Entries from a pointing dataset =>
BEGIN
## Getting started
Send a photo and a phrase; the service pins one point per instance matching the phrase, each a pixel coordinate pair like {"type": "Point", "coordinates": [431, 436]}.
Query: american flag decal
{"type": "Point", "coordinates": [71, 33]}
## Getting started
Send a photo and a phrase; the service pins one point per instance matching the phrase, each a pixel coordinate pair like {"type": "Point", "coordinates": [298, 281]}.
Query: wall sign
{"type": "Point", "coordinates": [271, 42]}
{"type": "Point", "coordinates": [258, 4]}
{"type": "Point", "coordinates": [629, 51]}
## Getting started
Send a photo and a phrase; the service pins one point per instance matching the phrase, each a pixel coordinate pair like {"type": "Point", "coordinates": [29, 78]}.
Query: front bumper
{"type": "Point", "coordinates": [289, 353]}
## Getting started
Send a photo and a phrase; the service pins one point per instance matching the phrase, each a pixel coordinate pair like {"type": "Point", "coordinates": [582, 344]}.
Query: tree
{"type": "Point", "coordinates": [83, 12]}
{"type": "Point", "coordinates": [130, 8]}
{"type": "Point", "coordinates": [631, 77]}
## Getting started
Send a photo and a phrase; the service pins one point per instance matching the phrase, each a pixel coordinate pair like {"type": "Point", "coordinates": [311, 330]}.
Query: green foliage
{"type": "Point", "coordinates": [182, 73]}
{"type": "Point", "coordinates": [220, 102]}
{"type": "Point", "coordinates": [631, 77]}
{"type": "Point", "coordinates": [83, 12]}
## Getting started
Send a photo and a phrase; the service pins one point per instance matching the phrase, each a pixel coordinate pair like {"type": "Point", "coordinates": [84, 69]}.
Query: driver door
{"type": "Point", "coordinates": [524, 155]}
END
Can you give every line above again, exactly as written?

## Getting started
Send a photo and a phrase; the service pins one point per instance matching the phrase, each a pixel coordinate pair like {"type": "Point", "coordinates": [431, 436]}.
Query: american flag decal
{"type": "Point", "coordinates": [71, 33]}
## Getting started
Send a photo and a phrase; the service pins one point per instance matching the phrase, each a pixel coordinate pair like {"type": "Point", "coordinates": [298, 281]}.
Query: wall sign
{"type": "Point", "coordinates": [271, 42]}
{"type": "Point", "coordinates": [258, 4]}
{"type": "Point", "coordinates": [629, 51]}
## Getting started
Send a photo and a phrase; the service pins one point per instance matching the phrase, each a pixel coordinate pair like {"type": "Point", "coordinates": [29, 78]}.
Query: front bumper
{"type": "Point", "coordinates": [289, 353]}
## Getting started
Send a photo and a phrase; the service pins one point per instance matching the phrase, each a pixel coordinate pair like {"type": "Point", "coordinates": [582, 344]}.
Query: tree
{"type": "Point", "coordinates": [83, 12]}
{"type": "Point", "coordinates": [130, 8]}
{"type": "Point", "coordinates": [631, 77]}
## Getting started
Send a photo and a phrase; the service pins one point per instance matching the phrase, each a pixel coordinate pair like {"type": "Point", "coordinates": [311, 330]}.
Query: green foliage
{"type": "Point", "coordinates": [182, 73]}
{"type": "Point", "coordinates": [220, 102]}
{"type": "Point", "coordinates": [631, 77]}
{"type": "Point", "coordinates": [83, 12]}
## Getting started
Send a photo and a phrase; the service pins one point per instance matching the phrase, each a pixel coordinate pair like {"type": "Point", "coordinates": [84, 69]}.
Query: driver door
{"type": "Point", "coordinates": [524, 155]}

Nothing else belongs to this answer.